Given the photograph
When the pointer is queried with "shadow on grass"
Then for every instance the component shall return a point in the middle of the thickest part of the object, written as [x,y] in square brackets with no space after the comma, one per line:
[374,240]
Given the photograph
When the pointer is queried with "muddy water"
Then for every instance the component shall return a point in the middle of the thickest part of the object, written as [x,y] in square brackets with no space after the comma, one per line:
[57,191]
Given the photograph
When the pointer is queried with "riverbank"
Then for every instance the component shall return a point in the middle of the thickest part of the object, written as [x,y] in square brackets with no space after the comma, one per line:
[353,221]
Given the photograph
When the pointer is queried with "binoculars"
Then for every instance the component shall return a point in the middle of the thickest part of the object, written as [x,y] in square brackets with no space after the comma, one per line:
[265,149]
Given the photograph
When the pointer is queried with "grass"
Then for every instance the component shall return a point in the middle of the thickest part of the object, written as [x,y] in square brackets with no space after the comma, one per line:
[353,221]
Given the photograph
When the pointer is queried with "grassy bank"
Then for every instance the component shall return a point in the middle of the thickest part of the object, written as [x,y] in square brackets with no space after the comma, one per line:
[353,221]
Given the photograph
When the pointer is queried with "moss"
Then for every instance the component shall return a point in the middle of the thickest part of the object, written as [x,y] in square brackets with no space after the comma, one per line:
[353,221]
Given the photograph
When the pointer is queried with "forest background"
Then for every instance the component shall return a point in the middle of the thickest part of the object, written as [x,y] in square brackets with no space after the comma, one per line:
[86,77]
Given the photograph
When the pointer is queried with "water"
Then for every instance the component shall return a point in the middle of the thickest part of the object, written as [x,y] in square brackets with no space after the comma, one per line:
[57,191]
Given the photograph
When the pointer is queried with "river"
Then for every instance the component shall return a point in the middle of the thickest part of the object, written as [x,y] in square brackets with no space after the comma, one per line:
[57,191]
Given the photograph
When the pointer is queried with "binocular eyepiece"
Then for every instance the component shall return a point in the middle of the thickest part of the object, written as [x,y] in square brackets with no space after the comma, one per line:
——————
__Task directions__: Copy every line of the material, please, keeping it exactly the same.

__Answer to the exercise__:
Given the photograph
When the pointer is queried with "shadow on grass"
Then for every instance the component shall return a point in the middle of the thickest part of the object, written as [x,y] in square brackets with no space after the comma, one per line:
[374,240]
Given the photograph
When the pointer is queried with "muddy water"
Then for every instance the component shall return a point in the middle of the thickest part of the object, written as [x,y] in square brackets with no space after the comma, one per line:
[57,191]
Given the photograph
When the pointer is queried with "riverbank"
Then for every instance the component shall return a point in the middle of the thickest part of the object, written as [x,y] in square brackets with no space after the comma, one per line:
[353,221]
Given the photograph
When the pointer is queried with "binoculars"
Then for every instance the component shall return a point in the middle of the thickest part of the object, written as [x,y] in square brackets with no space after the comma, one per line:
[265,149]
Given the photograph
When the pointer is queried with "grass"
Then for every instance the component shall return a point in the middle of the thickest part of the object, written as [x,y] in square brackets with no space after the comma, one per line:
[353,221]
Given the photograph
When the pointer is queried with "grassy bank"
Then for every instance the component shall return a point in the middle of the thickest part of the object, written as [x,y] in square brackets with no space after the comma, one per line:
[353,221]
Given the photograph
When the pointer is queried with "moss"
Then for every instance the component shall return a point in the middle of the thickest part of the object, written as [x,y] in square brackets with no space after the comma, one per line:
[353,221]
Given the photograph
When the pointer is queried with "forest background"
Then for every instance the component shall return a point in the middle of the thickest part of the object, written as [x,y] in square brackets with no space after the comma, one per line:
[86,77]
Given the photograph
When the pointer is queried with "water"
Then for every instance the component shall return a point in the middle of the thickest part of the object, written as [x,y] in square brackets with no space after the comma, one per line:
[57,191]
Given the photograph
When the pointer is queried with "river"
Then for every instance the component shall return a point in the middle of the thickest part of the object, written as [x,y] in square brackets with no space after the comma, one per line:
[57,191]
Given the photograph
When the pointer is queried with "binocular eyepiece"
Then for every instance the component shall return a point in the middle of the thickest part of the object, written as [x,y] in square brackets with no space after the comma, one per line:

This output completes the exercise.